Raising the bar for sustainable brands in the US - one shampoo at a time

| 7th March 2018
The major US brands that do place a high value on sustainable production methods can now add a new certification to their eco credentials. But to become Regenerative Organic Certified (ROC) requires an increased commitment to soil health, animal welfare and farm labour, as CATHERINE HARTE reports

The new certification for regenerative organic agriculture will set a high bar for brands, provide guidance to consumers and take this urgently needed movement to the next level.

A new standard in sustainable production methods has been launched  by a group of  leading US businesses and organisations, including the outdoor company Patagonia and natural health and beauty brand Dr. Bronner's.

Regenerative Organic Certified (ROC) is a holistic agriculture certification encompassing robust, high-bar standards for ensuring soil health and ecological land management, pasture-based animal welfare, and fairness for farmers and workers.

It's the brainchild of  The Regenerative Organic Alliance, a non-profit diverse coalition led by Rodale Institute, the global leader in regenerative organic agriculture and supported by a number of other businesses in the areas of farming, ranching, soil health, animal welfare, and farmer and worker fairness.

Stamp of sustainability

ROC was created to model an ecological and ethical system for agricultural production that addresses the problems of factory farming, climate change, and economic injustice, locally and globally.

Its objectives include, increase soil organic matter over time and sequester atmospheric carbon in soil, model high-bar pasture-based animal welfare, provide economic stability and fairness for farmers, ranchers and workers and create resilient regional ecosystems and communities.

The USDA (United States Department of Agriculture) organic standard is the bedrock of the ROC. Only products that are certified under the USDA organic program are eligible to meet the Regenerative Organic Certified criteria.

With this as a baseline, the Regenerative Organic Certified standard addresses next-level soil health and also adds in requirements for animal welfare and farm labor.

With ROC, consumers will know they are buying a product that addresses the environmental impacts of agriculture, animal treatment and fair and safe working conditions for farmers and farm workers. Also, since regenerative farming practices will enhance carbon sequestration, they will also be supporting the fight to mitigate climate change.

New model

David Bronner, cosmic engagement officer ( CEO) of Dr. Bronner's, said: “Industrial agriculture and the factory farming of animals are top contributors to climate change, but these are also two practices that we can comprehensively improve through specific ecological and ethical approaches to farming. And that model, regenerative organic agriculture will bring real, immediate results.

“It’s imperative we act now to mitigate climate change. We need to shift our food production system to make regenerative organic agriculture the new model, both locally and globally.”

Regenerative Organic Certification was created with the hope it would be adopted by companies and producers on a broad scale. Brands in the food, fibre and natural products industries have already shown an interest.

> SUPPLIED DATA:
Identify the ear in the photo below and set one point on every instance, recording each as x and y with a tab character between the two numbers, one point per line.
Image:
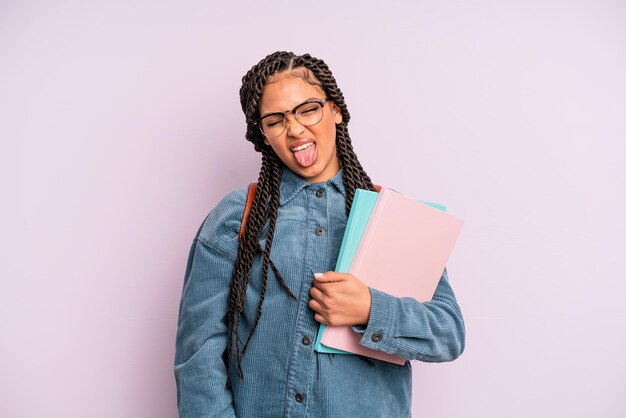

> THE EXERCISE:
Reproduce the passage of the article on Regenerative Organic Certification between "Regenerative Organic Certified (ROC) is" and "injustice, locally and globally.", inclusive, keeping its wording unchanged.

> SOLUTION:
Regenerative Organic Certified (ROC) is a holistic agriculture certification encompassing robust, high-bar standards for ensuring soil health and ecological land management, pasture-based animal welfare, and fairness for farmers and workers.

It's the brainchild of  The Regenerative Organic Alliance, a non-profit diverse coalition led by Rodale Institute, the global leader in regenerative organic agriculture and supported by a number of other businesses in the areas of farming, ranching, soil health, animal welfare, and farmer and worker fairness.

Stamp of sustainability

ROC was created to model an ecological and ethical system for agricultural production that addresses the problems of factory farming, climate change, and economic injustice, locally and globally.